:: ENTRIES

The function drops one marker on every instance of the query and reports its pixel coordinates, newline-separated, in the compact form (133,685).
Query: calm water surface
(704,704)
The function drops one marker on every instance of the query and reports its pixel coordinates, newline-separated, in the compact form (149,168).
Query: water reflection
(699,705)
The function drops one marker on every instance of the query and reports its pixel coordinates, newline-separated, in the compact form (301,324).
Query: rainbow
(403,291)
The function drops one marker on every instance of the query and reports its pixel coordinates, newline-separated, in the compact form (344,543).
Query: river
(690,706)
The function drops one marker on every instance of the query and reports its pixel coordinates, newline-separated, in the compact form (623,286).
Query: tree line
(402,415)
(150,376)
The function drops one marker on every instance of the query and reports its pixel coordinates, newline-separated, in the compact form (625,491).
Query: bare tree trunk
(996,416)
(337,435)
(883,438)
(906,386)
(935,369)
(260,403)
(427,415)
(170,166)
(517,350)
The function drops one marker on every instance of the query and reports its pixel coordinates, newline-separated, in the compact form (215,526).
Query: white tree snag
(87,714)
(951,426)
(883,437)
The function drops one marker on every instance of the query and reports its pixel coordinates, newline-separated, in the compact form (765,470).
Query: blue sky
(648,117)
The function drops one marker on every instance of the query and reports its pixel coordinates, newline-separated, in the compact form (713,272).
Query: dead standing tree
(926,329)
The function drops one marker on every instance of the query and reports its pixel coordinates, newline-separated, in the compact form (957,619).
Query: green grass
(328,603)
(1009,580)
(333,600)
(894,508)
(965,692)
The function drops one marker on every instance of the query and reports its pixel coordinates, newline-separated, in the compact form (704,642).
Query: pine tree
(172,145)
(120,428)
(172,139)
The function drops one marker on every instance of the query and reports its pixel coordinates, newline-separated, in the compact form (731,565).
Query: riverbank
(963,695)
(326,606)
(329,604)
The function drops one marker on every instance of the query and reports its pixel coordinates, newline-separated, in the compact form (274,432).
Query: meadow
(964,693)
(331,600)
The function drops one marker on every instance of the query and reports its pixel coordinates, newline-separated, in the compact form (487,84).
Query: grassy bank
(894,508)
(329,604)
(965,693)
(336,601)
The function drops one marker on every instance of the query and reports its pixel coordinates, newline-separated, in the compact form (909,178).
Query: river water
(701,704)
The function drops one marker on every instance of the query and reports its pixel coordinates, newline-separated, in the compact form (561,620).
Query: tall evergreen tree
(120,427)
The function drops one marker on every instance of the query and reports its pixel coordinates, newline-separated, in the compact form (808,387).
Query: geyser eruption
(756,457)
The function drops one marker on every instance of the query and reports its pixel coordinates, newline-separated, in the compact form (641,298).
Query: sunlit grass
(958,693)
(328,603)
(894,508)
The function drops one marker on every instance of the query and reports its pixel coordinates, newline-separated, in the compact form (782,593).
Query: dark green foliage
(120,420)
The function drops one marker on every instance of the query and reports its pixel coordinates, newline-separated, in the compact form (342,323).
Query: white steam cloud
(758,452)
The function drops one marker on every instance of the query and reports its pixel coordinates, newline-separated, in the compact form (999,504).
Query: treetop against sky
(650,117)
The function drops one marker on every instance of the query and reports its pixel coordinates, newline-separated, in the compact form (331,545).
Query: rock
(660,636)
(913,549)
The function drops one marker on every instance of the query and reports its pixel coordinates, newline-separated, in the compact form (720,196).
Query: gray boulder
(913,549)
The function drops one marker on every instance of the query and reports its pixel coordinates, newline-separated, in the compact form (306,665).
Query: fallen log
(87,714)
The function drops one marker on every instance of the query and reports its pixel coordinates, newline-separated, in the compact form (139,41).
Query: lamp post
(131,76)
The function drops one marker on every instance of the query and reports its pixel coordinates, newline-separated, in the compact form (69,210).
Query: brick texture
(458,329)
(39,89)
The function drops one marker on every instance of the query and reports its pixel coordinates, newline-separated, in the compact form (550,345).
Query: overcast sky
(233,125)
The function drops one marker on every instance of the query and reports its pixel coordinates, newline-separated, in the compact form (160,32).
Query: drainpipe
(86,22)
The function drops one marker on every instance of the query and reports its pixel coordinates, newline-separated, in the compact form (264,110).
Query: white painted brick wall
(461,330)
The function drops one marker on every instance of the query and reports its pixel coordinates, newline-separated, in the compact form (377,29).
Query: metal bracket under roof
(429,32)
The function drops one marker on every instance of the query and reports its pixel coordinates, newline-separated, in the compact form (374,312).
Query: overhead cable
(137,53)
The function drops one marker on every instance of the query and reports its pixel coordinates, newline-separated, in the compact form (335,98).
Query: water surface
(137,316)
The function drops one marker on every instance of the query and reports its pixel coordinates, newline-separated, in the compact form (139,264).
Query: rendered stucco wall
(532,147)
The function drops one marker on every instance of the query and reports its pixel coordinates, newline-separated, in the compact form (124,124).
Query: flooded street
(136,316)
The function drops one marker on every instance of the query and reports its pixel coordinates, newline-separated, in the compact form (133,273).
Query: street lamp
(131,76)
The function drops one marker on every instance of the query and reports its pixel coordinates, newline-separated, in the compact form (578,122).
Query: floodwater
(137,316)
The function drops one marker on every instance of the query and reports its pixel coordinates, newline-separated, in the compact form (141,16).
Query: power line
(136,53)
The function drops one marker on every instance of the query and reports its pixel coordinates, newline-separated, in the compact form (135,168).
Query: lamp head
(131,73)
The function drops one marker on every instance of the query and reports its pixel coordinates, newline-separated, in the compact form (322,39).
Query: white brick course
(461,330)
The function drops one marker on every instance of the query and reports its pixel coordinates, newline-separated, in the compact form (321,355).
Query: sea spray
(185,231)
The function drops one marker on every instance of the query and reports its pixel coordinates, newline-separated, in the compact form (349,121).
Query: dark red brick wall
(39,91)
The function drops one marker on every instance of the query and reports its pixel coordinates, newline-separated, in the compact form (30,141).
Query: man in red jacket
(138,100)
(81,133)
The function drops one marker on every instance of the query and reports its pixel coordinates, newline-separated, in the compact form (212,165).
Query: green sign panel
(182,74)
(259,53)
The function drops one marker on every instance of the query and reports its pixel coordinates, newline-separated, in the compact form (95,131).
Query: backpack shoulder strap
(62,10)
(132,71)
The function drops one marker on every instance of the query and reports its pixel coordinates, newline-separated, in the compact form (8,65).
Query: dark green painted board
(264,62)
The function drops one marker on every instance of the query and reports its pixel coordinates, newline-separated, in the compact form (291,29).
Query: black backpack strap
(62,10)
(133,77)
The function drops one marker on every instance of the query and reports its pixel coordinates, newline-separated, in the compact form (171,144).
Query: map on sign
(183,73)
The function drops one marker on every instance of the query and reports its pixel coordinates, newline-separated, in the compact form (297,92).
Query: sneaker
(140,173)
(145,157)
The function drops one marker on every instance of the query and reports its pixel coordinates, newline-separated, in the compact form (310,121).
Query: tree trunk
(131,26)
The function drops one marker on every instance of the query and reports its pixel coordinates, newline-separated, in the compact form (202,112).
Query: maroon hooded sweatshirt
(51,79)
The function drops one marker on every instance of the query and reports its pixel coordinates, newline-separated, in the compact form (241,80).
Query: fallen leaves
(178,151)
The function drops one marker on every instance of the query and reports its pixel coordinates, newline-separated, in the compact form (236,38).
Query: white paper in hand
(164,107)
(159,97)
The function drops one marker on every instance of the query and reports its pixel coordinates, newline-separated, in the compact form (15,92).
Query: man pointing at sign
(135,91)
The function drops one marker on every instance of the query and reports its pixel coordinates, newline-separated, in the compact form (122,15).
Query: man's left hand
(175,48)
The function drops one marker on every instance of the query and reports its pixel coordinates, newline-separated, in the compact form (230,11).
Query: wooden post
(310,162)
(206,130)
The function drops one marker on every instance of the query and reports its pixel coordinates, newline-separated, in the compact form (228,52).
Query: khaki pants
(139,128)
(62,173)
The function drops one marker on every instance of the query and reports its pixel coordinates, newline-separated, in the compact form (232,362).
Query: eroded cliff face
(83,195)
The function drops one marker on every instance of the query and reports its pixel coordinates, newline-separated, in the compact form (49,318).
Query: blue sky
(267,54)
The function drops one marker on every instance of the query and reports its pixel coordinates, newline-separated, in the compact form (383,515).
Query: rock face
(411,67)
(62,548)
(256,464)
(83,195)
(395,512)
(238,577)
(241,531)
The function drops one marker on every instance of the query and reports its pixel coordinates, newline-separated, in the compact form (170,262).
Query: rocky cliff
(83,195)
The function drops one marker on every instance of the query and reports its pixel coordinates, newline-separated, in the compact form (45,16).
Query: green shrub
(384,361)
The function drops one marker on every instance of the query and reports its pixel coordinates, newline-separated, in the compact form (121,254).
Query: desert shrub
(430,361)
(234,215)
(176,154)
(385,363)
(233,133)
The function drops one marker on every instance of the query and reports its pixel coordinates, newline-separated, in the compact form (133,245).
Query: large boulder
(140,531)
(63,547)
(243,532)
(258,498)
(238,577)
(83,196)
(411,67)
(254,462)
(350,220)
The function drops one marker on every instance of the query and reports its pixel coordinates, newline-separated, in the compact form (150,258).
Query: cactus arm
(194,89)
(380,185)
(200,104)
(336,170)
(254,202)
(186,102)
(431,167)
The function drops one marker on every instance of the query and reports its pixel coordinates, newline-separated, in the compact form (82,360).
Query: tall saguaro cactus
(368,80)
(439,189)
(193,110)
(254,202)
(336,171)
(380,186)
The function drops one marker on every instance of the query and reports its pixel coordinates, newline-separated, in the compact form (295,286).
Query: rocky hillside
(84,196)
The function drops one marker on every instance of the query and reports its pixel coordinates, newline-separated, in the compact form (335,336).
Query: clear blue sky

::::

**EXERCISE REQUIREMENTS**
Reproduce only those lines of the entries above that run from the line with "compact form (232,362)." to the final line.

**RESULT**
The function drops one marker on every instance of the query and reports its pixel coordinates, newline-separated, in the compact form (232,362).
Query: eroded cliff face
(83,195)
The function drops one marker on every instance of the query and reports its pixel coordinates, newline-separated, in the compact form (49,318).
Query: blue sky
(267,54)
The function drops one marker on every instance of the query and reports its pixel coordinates, newline-separated, in the compact form (383,515).
Query: rock face
(411,67)
(62,548)
(256,464)
(83,195)
(395,512)
(238,577)
(241,531)
The function drops one marker on every instance of the query and reports its pixel coordinates, newline-separated, in the compact form (170,262).
Query: rocky cliff
(83,195)
The function drops one marker on every instance of the query and reports its pixel coordinates, newline-separated, in the compact form (45,16).
Query: green shrub
(384,361)
The function drops one marker on every instance of the query and reports its pixel coordinates, newline-separated, in the compact form (121,254).
Query: desert shrub
(430,361)
(234,215)
(176,154)
(385,363)
(233,133)
The function drops one marker on every instance of the query and reports its pixel coordinates, newline-separated, in the compact form (133,245).
Query: large boulder
(140,531)
(63,547)
(243,532)
(258,498)
(238,577)
(83,196)
(411,67)
(254,462)
(350,220)
The function drops one marker on every instance of the query and reports its pixel coordinates, newline-separated, in the compact form (150,258).
Query: cactus arm
(194,89)
(380,185)
(200,104)
(336,170)
(254,202)
(186,102)
(431,167)
The function drops one marker on every instance of the query and reports its pixel coordinates, newline-separated, in the compact form (82,360).
Query: tall saguaro cactus
(368,80)
(439,189)
(193,110)
(254,202)
(336,171)
(380,186)
The function drops one marker on every instance of the query and reports its pixel coordinates, newline-separated, in the compact form (295,286).
Query: rocky hillside
(84,196)
The function drops one marker on every instance of the query and reports its pixel coordinates, newline-separated, in the compact form (335,336).
Query: clear blue sky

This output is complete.